--- Start of Given text ---
If we have some dataset in the `ggplot()` context, then we can use data from it in `geom_boxplot()`. And, in this case, we can use variable names from the `ggplot()` context even if we set another context in `geom_boxplot()`.

In [18]:
np.random.seed(42)
data = {
    'code': np.random.choice(list('abcde'), size=100),
    'value': np.random.normal(size=100),
    'value_str': [str(i) for i in np.random.normal(size=100)],
}
data_num = {
    'number': np.random.choice(list('qwxyz'), size=100),
    'volume': np.random.normal(size=100),
}

In [19]:
gggrid([
    ggplot(data, aes('value', 'code')) + geom_boxplot(aes('number', 'volume'), data = data_num),
    ggplot(data, aes('value', 'code')) + geom_boxplot(aes('value', 'code'), data = data_num)
])

### `stat_summary(geom='crossbar')`

In [20]:
gggrid([
    ggplot(data, aes('code', 'value')) + stat_summary(geom='crossbar'),
    ggplot(data, aes('value', 'code')) + stat_summary(geom='crossbar') 
])

### Discrete Both Axes

In [21]:
x = ['a', 'a', 'b', 'b']
y = ['x','x', 'x', 'y']

For `stat_sum()` and `geom_point()`, rotation does not work for both discrete axes.

In [22]:
gggrid([
    ggplot({'x': x, 'y': y}, aes(x='x', y='y')) + stat_sum(),
    ggplot({'x': x, 'y': y}, aes(x='x', y='y')) + geom_point(orientation="y")
])

The lollipop can be drawing when both axes are discrete. But this case is not usual for a lollipop.
--- End of Given text ---
--- Start of Supplied information ---
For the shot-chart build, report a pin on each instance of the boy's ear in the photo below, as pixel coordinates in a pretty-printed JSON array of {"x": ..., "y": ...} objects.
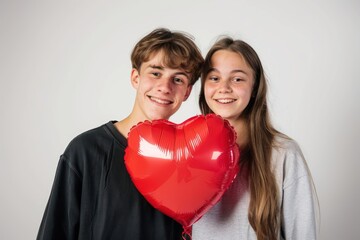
[
  {"x": 187, "y": 94},
  {"x": 134, "y": 78}
]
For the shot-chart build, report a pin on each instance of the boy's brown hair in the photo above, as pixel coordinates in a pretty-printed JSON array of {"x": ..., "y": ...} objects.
[{"x": 179, "y": 51}]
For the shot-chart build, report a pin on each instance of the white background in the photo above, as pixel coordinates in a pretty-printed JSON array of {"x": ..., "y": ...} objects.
[{"x": 65, "y": 67}]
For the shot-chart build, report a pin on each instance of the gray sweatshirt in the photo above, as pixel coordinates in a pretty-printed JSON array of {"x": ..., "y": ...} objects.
[{"x": 228, "y": 219}]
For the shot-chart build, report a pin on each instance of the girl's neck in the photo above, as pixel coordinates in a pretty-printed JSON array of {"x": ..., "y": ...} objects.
[{"x": 242, "y": 132}]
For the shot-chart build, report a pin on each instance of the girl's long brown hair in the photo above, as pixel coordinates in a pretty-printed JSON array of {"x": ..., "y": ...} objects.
[{"x": 264, "y": 203}]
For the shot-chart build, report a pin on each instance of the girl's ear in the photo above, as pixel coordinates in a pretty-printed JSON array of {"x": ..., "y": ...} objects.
[
  {"x": 135, "y": 78},
  {"x": 187, "y": 94}
]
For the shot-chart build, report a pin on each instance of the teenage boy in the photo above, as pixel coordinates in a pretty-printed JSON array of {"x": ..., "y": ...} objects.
[{"x": 92, "y": 195}]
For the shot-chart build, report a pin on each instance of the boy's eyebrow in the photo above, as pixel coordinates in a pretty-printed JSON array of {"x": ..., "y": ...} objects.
[
  {"x": 186, "y": 74},
  {"x": 156, "y": 67}
]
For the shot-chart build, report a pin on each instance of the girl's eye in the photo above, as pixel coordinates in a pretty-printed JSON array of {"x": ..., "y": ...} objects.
[
  {"x": 213, "y": 78},
  {"x": 237, "y": 79},
  {"x": 178, "y": 80},
  {"x": 156, "y": 74}
]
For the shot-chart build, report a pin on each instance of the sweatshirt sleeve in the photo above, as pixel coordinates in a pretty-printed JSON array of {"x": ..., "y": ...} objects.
[
  {"x": 61, "y": 216},
  {"x": 299, "y": 199}
]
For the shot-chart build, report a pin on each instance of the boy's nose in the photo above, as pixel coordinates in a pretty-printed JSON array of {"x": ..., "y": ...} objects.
[{"x": 164, "y": 85}]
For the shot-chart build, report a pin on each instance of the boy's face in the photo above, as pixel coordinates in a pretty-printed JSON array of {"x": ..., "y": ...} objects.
[{"x": 160, "y": 90}]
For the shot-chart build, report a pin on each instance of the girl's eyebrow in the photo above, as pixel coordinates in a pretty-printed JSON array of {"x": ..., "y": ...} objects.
[{"x": 233, "y": 71}]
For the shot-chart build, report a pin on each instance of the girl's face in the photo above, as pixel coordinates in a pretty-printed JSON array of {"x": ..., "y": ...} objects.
[{"x": 228, "y": 85}]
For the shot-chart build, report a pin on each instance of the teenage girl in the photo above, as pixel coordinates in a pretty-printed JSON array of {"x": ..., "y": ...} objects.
[{"x": 273, "y": 196}]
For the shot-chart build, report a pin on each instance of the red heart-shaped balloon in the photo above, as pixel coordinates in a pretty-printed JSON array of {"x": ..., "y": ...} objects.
[{"x": 183, "y": 169}]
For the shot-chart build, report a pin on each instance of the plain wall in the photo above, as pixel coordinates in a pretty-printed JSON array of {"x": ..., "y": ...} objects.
[{"x": 65, "y": 68}]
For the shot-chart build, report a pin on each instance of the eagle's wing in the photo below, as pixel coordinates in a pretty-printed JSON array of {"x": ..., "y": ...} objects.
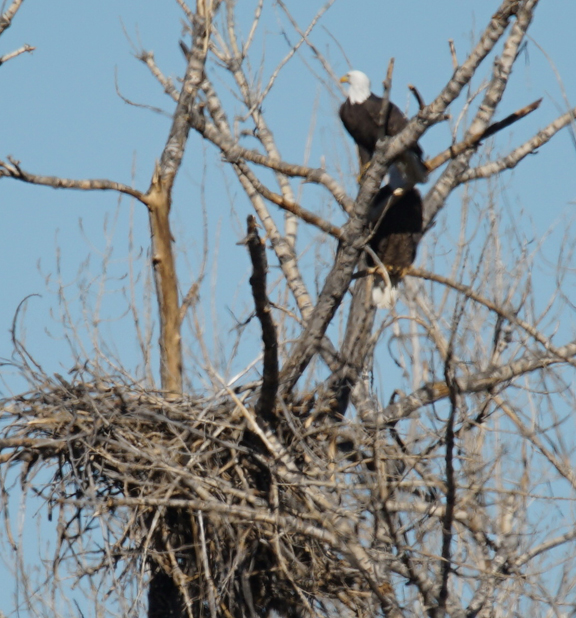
[{"x": 396, "y": 120}]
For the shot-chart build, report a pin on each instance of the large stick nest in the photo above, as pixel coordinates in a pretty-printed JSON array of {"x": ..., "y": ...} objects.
[{"x": 188, "y": 489}]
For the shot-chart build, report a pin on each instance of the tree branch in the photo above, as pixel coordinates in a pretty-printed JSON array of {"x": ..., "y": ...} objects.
[
  {"x": 257, "y": 249},
  {"x": 13, "y": 170}
]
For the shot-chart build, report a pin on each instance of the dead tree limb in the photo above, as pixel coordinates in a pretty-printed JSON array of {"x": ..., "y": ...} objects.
[
  {"x": 257, "y": 249},
  {"x": 474, "y": 140}
]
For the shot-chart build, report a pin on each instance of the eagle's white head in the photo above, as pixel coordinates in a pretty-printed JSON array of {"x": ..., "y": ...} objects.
[{"x": 359, "y": 83}]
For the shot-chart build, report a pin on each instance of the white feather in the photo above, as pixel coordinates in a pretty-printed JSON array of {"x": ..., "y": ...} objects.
[{"x": 359, "y": 89}]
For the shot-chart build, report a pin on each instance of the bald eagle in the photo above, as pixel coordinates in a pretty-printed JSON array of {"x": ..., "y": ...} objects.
[
  {"x": 360, "y": 114},
  {"x": 395, "y": 238}
]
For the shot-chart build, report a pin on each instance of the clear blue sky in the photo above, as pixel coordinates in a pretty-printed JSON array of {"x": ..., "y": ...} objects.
[{"x": 61, "y": 116}]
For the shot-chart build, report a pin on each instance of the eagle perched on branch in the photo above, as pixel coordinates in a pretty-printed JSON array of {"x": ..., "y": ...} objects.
[
  {"x": 398, "y": 221},
  {"x": 360, "y": 114}
]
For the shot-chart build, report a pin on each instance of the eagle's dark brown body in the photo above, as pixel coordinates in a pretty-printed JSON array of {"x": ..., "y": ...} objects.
[
  {"x": 397, "y": 236},
  {"x": 361, "y": 121}
]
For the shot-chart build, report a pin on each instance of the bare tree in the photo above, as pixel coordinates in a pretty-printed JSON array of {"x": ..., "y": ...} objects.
[{"x": 300, "y": 490}]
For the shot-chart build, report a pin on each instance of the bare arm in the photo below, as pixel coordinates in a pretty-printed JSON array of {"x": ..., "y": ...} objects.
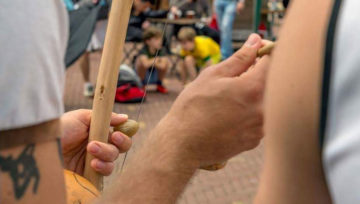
[
  {"x": 293, "y": 170},
  {"x": 180, "y": 143},
  {"x": 161, "y": 62},
  {"x": 32, "y": 173},
  {"x": 146, "y": 61}
]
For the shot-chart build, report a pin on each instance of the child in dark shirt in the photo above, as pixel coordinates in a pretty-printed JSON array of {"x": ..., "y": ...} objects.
[{"x": 145, "y": 60}]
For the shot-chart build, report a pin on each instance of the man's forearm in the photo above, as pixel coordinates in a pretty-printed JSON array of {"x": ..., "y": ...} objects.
[
  {"x": 157, "y": 174},
  {"x": 30, "y": 165}
]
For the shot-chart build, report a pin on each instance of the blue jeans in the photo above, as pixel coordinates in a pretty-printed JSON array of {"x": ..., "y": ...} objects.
[{"x": 225, "y": 11}]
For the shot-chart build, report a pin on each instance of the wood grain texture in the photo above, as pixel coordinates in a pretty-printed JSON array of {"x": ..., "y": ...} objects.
[{"x": 106, "y": 81}]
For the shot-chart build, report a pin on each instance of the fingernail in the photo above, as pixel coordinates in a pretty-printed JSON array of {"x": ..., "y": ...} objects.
[
  {"x": 123, "y": 116},
  {"x": 252, "y": 40},
  {"x": 95, "y": 148},
  {"x": 99, "y": 165},
  {"x": 118, "y": 138}
]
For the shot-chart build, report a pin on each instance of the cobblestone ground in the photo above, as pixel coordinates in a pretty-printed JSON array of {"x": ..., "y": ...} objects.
[{"x": 235, "y": 184}]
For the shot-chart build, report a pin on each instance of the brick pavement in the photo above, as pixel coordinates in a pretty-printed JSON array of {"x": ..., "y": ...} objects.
[{"x": 236, "y": 184}]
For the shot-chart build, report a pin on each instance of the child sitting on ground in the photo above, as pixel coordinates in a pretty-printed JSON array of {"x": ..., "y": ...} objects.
[
  {"x": 144, "y": 62},
  {"x": 198, "y": 53}
]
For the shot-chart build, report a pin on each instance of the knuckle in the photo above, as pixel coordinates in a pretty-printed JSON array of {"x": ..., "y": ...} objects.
[
  {"x": 255, "y": 92},
  {"x": 244, "y": 56}
]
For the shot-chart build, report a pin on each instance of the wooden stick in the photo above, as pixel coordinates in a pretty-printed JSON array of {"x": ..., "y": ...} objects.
[
  {"x": 266, "y": 49},
  {"x": 106, "y": 82}
]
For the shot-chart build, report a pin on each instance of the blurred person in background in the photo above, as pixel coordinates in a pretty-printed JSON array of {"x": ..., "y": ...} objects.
[
  {"x": 97, "y": 39},
  {"x": 198, "y": 52},
  {"x": 200, "y": 9},
  {"x": 140, "y": 11},
  {"x": 152, "y": 39},
  {"x": 225, "y": 12}
]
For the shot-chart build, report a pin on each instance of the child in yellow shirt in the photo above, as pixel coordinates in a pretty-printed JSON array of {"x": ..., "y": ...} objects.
[{"x": 198, "y": 53}]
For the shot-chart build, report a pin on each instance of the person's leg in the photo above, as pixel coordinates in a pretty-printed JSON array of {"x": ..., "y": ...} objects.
[
  {"x": 182, "y": 71},
  {"x": 190, "y": 66},
  {"x": 84, "y": 63},
  {"x": 226, "y": 29},
  {"x": 140, "y": 68}
]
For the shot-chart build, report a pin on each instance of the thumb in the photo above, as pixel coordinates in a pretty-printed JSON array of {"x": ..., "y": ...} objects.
[
  {"x": 117, "y": 119},
  {"x": 240, "y": 61}
]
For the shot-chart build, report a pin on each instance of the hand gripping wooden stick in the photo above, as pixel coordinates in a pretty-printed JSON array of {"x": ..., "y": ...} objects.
[
  {"x": 106, "y": 81},
  {"x": 265, "y": 50}
]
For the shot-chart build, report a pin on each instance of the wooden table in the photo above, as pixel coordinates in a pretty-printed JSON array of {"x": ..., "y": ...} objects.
--- End of Supplied information ---
■ **Work instructions**
1. Repeat the part of the ggplot text starting with "If we have some" and going on through "np.random.seed(42)".
2. The second chart in In [19] gives `geom_boxplot()` the data `data_num` but still uses the names 'value' and 'code'. In one to three sentences, explain from the ggplot text why this works.

■ **Full solutions**
1.
If we have some dataset in the `ggplot()` context, then we can use data from it in `geom_boxplot()`. And, in this case, we can use variable names from the `ggplot()` context even if we set another context in `geom_boxplot()`.

In [18]:
np.random.seed(42)

2. The dataset set in the `ggplot()` call, `data`, holds 'value' and 'code'. The text says that data from the `ggplot()` context can be used in `geom_boxplot()`, and its variable names can be used there even if `geom_boxplot()` sets another data context.